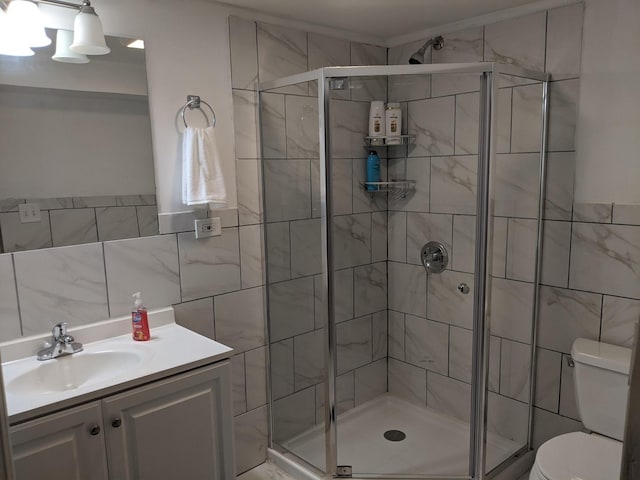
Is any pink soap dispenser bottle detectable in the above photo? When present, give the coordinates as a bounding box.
[131,292,151,342]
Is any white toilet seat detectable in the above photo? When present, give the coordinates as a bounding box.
[529,432,622,480]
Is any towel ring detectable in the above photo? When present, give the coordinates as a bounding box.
[181,95,216,128]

§ **Exercise prompt**
Can you copy the listing above word for word, leaving out the picture?

§ **Result for this task**
Is any pink soap dispenser bottle detectable in the above photo? When present, give the coordinates as a bounding box.
[131,292,151,342]
Is any white toilet seat detectable in the above photo? When present, give the coordinates as a bounding box.
[529,432,622,480]
Is any towel ring detectable in the above photo? When present, give the coordinates as a bounding box.
[181,95,216,128]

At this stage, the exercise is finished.